++++ Record set ++++

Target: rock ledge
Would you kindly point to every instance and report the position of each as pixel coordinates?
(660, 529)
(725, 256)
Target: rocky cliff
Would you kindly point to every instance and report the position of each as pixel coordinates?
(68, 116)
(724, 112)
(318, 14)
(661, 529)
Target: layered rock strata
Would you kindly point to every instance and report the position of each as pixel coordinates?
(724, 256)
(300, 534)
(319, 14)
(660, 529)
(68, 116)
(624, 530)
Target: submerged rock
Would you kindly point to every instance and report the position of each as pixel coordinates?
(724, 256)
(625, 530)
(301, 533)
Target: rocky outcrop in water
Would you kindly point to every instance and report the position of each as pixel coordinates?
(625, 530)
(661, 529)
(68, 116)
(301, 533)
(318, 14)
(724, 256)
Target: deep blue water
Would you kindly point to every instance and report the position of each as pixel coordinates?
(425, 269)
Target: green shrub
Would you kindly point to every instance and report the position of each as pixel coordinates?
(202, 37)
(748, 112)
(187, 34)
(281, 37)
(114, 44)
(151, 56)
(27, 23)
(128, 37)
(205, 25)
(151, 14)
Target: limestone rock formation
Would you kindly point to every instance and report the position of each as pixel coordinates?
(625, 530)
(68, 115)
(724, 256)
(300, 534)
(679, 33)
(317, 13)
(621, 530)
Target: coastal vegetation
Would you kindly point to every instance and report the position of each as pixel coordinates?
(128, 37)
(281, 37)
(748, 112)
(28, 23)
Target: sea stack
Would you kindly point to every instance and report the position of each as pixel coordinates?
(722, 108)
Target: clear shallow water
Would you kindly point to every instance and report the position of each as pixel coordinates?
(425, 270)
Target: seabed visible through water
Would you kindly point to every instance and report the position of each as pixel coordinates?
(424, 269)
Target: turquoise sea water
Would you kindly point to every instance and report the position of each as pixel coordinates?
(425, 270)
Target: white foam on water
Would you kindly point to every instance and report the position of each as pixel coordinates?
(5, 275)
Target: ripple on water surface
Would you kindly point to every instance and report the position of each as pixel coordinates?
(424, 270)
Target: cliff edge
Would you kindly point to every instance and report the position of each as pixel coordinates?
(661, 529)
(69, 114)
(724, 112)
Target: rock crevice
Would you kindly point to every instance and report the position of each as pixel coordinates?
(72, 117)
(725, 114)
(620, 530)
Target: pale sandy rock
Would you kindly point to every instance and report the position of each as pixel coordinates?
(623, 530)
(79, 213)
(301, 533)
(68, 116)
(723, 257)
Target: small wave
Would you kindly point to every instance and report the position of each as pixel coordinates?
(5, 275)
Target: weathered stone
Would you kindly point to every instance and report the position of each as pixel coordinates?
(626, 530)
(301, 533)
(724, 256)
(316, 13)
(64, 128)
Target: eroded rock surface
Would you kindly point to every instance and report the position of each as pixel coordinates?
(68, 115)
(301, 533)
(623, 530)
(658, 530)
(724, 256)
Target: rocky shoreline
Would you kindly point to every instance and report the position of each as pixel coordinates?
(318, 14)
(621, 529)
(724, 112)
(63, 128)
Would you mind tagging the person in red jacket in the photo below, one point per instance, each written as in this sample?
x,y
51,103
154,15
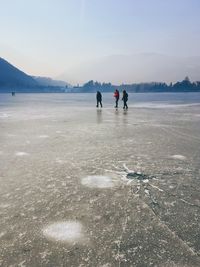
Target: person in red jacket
x,y
116,95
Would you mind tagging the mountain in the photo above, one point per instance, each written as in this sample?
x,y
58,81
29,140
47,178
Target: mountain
x,y
12,77
46,81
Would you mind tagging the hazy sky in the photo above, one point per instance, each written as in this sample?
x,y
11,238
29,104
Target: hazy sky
x,y
59,37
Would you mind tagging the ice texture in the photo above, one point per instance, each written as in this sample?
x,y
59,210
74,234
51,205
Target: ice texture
x,y
67,231
97,181
89,187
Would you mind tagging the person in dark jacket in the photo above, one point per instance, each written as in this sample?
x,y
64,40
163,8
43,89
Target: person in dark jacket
x,y
99,99
116,95
125,99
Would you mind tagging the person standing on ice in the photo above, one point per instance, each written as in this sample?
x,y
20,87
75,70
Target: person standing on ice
x,y
99,99
116,95
125,99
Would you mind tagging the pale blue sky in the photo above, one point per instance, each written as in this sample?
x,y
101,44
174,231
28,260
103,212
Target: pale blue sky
x,y
54,37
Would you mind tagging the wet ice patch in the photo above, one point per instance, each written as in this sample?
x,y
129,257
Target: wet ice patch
x,y
180,157
67,231
97,181
21,154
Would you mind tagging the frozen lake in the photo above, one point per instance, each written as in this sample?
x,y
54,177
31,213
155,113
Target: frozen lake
x,y
82,186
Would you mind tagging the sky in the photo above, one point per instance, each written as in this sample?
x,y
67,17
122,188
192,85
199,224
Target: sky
x,y
77,40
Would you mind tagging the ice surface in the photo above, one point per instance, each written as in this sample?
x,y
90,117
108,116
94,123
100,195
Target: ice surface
x,y
180,157
21,154
97,181
67,231
87,187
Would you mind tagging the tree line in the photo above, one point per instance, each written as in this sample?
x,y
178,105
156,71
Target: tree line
x,y
183,86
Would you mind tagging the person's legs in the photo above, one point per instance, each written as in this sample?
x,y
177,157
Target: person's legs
x,y
117,102
124,104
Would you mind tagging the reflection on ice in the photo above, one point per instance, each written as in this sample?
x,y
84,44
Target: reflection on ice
x,y
97,181
68,231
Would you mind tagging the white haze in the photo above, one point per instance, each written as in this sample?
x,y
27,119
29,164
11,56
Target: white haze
x,y
146,67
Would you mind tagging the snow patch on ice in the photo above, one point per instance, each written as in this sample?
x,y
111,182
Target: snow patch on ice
x,y
97,181
180,157
21,154
67,231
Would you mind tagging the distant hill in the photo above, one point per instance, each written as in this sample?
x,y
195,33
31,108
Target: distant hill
x,y
13,79
11,76
46,81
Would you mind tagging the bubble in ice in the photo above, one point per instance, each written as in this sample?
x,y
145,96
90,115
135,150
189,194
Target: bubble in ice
x,y
97,181
21,154
180,157
66,231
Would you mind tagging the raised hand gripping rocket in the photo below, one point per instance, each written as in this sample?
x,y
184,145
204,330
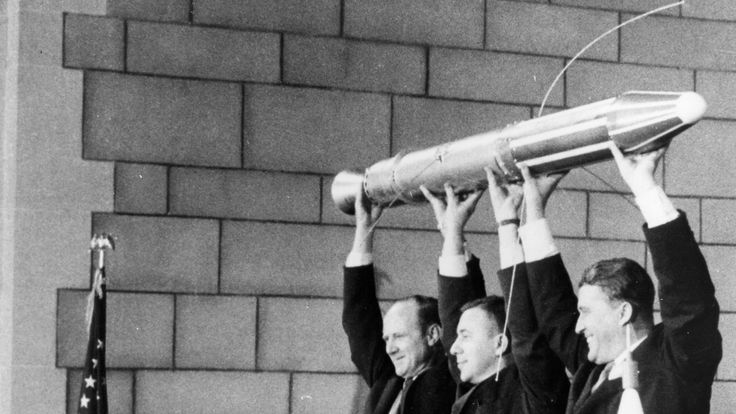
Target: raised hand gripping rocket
x,y
636,122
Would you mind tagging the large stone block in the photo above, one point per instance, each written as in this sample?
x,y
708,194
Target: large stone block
x,y
622,5
40,35
211,392
201,52
312,130
49,170
493,76
94,42
723,397
314,17
140,330
700,43
721,262
578,254
710,9
719,221
161,253
161,10
147,119
589,82
283,259
35,388
443,23
541,28
616,216
328,393
727,327
697,163
215,332
717,88
302,335
244,194
140,188
354,65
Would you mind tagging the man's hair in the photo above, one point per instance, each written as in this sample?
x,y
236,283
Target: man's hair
x,y
427,310
623,279
495,309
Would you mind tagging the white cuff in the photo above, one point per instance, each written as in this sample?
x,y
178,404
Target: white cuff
x,y
510,251
537,240
656,207
358,259
453,266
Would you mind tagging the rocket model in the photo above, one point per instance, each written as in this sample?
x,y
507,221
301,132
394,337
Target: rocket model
x,y
636,122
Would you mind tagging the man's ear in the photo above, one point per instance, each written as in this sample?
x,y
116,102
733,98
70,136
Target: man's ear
x,y
627,313
433,334
502,343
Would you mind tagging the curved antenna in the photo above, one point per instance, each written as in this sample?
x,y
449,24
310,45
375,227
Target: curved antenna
x,y
633,19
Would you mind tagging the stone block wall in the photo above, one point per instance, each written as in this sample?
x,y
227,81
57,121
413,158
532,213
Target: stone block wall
x,y
225,121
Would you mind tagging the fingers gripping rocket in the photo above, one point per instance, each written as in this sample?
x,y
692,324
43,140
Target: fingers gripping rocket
x,y
636,122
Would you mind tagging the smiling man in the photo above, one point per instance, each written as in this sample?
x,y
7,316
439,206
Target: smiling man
x,y
493,375
399,355
613,313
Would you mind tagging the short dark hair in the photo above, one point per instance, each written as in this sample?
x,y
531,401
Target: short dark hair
x,y
623,279
427,310
495,308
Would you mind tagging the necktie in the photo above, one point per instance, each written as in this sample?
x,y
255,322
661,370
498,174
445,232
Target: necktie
x,y
398,405
603,376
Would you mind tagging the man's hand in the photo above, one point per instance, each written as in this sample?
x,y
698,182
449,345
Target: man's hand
x,y
638,170
505,198
452,214
537,192
366,217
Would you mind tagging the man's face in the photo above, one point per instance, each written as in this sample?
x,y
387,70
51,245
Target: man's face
x,y
406,344
475,346
600,323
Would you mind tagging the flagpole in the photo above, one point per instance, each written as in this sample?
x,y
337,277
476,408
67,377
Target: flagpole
x,y
93,390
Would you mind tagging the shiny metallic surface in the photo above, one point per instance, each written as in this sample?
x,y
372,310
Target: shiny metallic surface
x,y
636,122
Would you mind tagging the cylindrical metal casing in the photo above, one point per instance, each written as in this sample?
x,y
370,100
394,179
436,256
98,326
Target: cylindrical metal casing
x,y
636,122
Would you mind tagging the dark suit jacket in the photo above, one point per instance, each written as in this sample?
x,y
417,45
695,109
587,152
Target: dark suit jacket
x,y
536,383
678,359
432,392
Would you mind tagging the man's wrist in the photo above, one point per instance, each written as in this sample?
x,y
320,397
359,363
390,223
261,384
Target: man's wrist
x,y
514,221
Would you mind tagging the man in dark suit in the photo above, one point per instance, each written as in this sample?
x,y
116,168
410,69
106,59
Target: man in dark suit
x,y
490,379
400,356
612,317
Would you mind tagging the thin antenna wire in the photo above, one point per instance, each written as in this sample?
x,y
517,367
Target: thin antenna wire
x,y
511,293
611,187
633,19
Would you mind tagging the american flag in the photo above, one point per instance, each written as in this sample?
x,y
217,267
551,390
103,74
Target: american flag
x,y
93,394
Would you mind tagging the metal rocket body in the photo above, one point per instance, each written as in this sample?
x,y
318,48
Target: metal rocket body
x,y
636,122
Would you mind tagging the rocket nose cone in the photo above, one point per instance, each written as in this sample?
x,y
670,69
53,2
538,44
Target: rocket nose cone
x,y
690,107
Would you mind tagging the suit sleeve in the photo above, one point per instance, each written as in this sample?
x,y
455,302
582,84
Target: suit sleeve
x,y
555,307
363,324
454,292
542,374
687,298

++++

• _What you should do_:
Rewrite the records from the line containing "Would you mind tagging the metal" through the end of the records, replacing "rocket nose cone" with "rocket tip" and leaving everything else unchanged.

• _Full response_:
Would you mind tagging the metal rocket body in the photo above, one point per instance, each written as in this sample?
x,y
318,48
Target: metal rocket body
x,y
636,122
Would you mind tagging the rocket tip in the photo above, one point per instance, each written as in this sample?
x,y
670,69
53,2
538,44
Target: rocket tip
x,y
690,107
Would you mind tagging the suit sleeve in the photo above, one point per instance, each written as in this sample?
x,y
455,302
582,84
Target: suit sleeve
x,y
555,307
363,324
454,292
542,374
687,298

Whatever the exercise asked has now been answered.